### Text block
> > > A letter is an element of an alphabet, which itself is a structured
> > > collection of graphic symbols used to represent one or more languages,
> > > having specific elements representing for vowels and consonants.
> > That definition sounds like it covers Ethiopic (though not Cherokee
> > or kata/hiragana).
> A letter should also be a character, IMHO.
> Characters encodemeaning, and letters are one of the ways
> to express meaning.
I guess Michael's !Xóõ example was water off a duck's back, then.
Many languages have digraphs as elements of their alphabets. In
the sense that Michael proposed for "letter" above, those digraphs
are letters. Some languages of Europe have trigraphs (Hungarian) or even
quadragraphs (Polish) as letters in this sense. The !Xóõ example
shows that that is not the limit: "dts'kx'" is a unit in the phonology,
and given the orthography and lexical practice that Michael quoted,
"dts'kx'" is thus also a letter of this alphabet -- a *heptagraph*.
There are hundreds of languages in the Americas, Oceania, Asia,
and Africa that are written in Latin orthographies using multigraphs
for "letters" of their alphabets. The list of such multigraphs would
run into the thousands and would take years to compile and verify.
The reasonable alternative, long ago decided upon, is to treat these
multigraphs as already encoded in the UCS by their component
parts. Language-specific applications that must treat a particular
digraph (or multigraph) as a unit for some process (such as searching,
sorting, or boundary identification) can then do so appropriately. Standards
such as 14651 (International String Ordering) are under development to assist
in the definition of mechanisms for implementing such appropriate behavior
in particular, language-specific contexts.

### Listing
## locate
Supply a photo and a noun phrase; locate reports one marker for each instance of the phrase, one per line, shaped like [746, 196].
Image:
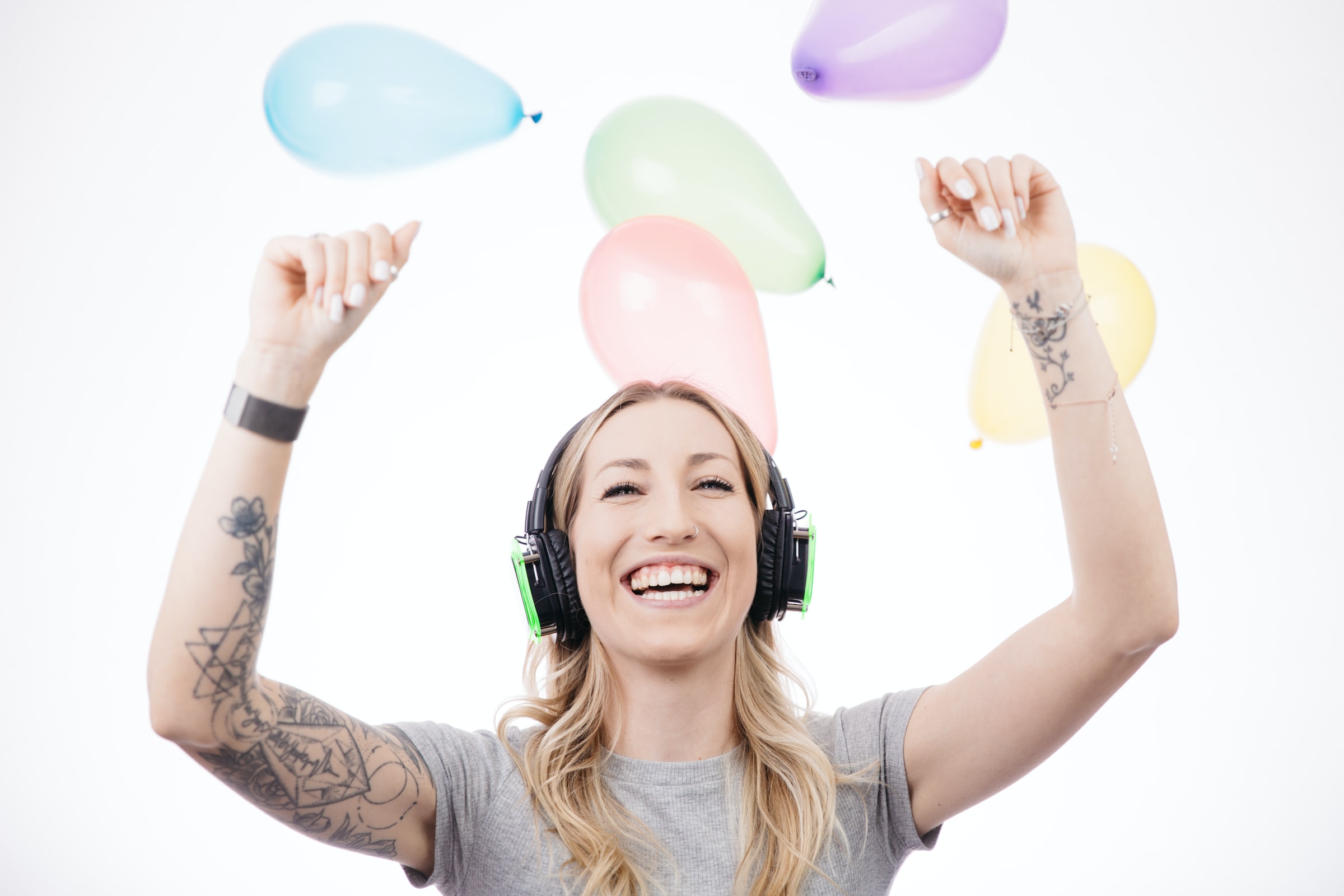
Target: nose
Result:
[669, 517]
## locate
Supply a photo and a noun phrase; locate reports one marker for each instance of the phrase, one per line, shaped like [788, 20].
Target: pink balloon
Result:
[663, 298]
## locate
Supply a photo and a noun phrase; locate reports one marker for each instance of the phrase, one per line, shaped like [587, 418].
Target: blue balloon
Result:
[363, 99]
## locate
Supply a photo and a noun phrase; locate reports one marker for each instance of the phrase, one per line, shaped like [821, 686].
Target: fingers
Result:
[1000, 184]
[334, 289]
[958, 187]
[996, 194]
[351, 270]
[987, 210]
[381, 254]
[1022, 170]
[314, 255]
[402, 244]
[357, 268]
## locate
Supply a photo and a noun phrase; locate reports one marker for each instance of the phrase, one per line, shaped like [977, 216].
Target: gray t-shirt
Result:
[487, 839]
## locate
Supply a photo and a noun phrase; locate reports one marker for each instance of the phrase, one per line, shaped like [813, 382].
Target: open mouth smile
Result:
[674, 584]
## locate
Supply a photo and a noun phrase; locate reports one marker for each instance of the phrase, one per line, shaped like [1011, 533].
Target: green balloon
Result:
[670, 156]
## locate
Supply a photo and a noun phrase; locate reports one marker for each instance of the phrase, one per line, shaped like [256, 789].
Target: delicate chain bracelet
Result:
[1042, 331]
[1110, 409]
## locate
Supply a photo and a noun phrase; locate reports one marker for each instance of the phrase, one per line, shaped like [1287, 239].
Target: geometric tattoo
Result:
[299, 753]
[1039, 334]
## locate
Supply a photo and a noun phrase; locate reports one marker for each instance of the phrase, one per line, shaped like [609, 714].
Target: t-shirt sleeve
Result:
[465, 767]
[877, 731]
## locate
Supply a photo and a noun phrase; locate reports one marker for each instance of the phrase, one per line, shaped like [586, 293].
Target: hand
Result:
[310, 296]
[1009, 220]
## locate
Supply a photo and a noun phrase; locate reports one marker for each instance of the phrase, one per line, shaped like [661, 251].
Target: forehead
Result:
[662, 432]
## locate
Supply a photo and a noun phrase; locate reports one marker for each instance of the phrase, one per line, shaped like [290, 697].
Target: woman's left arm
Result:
[993, 723]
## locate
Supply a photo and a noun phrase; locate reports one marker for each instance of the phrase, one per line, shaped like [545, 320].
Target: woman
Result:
[669, 757]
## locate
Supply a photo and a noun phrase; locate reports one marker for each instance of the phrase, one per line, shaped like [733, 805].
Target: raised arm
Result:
[998, 720]
[301, 760]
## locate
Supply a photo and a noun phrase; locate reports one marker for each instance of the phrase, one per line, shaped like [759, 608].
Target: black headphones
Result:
[552, 595]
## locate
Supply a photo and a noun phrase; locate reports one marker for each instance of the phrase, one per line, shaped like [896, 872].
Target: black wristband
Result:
[264, 418]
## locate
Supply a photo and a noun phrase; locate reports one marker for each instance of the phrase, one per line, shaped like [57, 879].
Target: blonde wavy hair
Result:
[788, 800]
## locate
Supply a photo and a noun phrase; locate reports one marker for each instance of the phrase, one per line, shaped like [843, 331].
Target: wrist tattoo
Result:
[1040, 331]
[286, 750]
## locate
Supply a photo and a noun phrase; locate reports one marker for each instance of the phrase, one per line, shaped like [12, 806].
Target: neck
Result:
[674, 713]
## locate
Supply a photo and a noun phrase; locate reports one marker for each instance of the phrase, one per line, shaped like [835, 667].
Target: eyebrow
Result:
[703, 457]
[640, 464]
[631, 463]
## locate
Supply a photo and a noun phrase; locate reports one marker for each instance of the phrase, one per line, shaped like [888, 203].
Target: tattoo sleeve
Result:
[307, 763]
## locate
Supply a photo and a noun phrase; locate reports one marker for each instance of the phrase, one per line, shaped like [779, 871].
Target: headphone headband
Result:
[785, 558]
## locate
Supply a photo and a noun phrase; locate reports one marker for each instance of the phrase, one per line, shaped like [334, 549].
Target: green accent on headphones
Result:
[526, 590]
[812, 566]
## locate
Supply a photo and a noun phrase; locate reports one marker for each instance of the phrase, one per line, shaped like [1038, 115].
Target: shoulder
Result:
[459, 754]
[867, 731]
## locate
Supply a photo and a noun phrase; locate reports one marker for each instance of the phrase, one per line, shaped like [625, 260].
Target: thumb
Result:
[931, 187]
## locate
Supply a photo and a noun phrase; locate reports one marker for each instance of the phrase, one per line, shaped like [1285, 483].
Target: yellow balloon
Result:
[1006, 399]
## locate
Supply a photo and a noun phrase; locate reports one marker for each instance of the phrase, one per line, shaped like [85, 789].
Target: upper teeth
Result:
[663, 575]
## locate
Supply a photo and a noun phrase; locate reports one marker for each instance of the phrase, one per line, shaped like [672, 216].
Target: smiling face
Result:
[654, 589]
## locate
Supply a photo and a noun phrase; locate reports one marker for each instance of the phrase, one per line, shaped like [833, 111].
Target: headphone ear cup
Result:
[771, 568]
[573, 624]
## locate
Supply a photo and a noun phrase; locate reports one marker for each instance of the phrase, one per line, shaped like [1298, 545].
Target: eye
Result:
[622, 489]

### Tasks to complete
- 1) Sum up the discussion of letters and multigraphs in two sentences.
- 2) Write the next part of the discussion of letters and multigraphs, picking up right after its last sentence.
The lines that come after the text aren't needed here.

### Outputs by task
- 1) The discussion argues that, in the proposed sense of "letter," digraphs, trigraphs, quadragraphs, and even the !Xóõ heptagraph "dts'kx'" count as letters of their alphabets. Since listing the thousands of such multigraphs would take years, the long-settled approach is to treat them as already encoded in the UCS by their component parts, so language-specific applications and standards such as 14651 can handle them as units where needed.

- 2)
The alternative is to import the language-specific orthographic complexity
of multigraphs directly into the character encoding -- by encoding
"ch" for Slovak, Czech, and Spanish, "dts'kx'" for !Xóõ, and thousands
of others from an unspecified and never-ending list. That would vastly
complicate text processing for *all* applications.
Elementary engineering design dictates which is the appropriate direction
Just because the Unicode Standard is the *universal* character encoding
does not mean that it should be turned into the universal catalog
of all "things" relevant to the display, rendering, interpretation,
or meaning of text. It is *not* intended as the universal glyph catalog.
It is also *not* intended as the universal letter catalog (i.e. the
listing of all "things" which have the status of an element in some
alphabet for some orthography for some language somewhere).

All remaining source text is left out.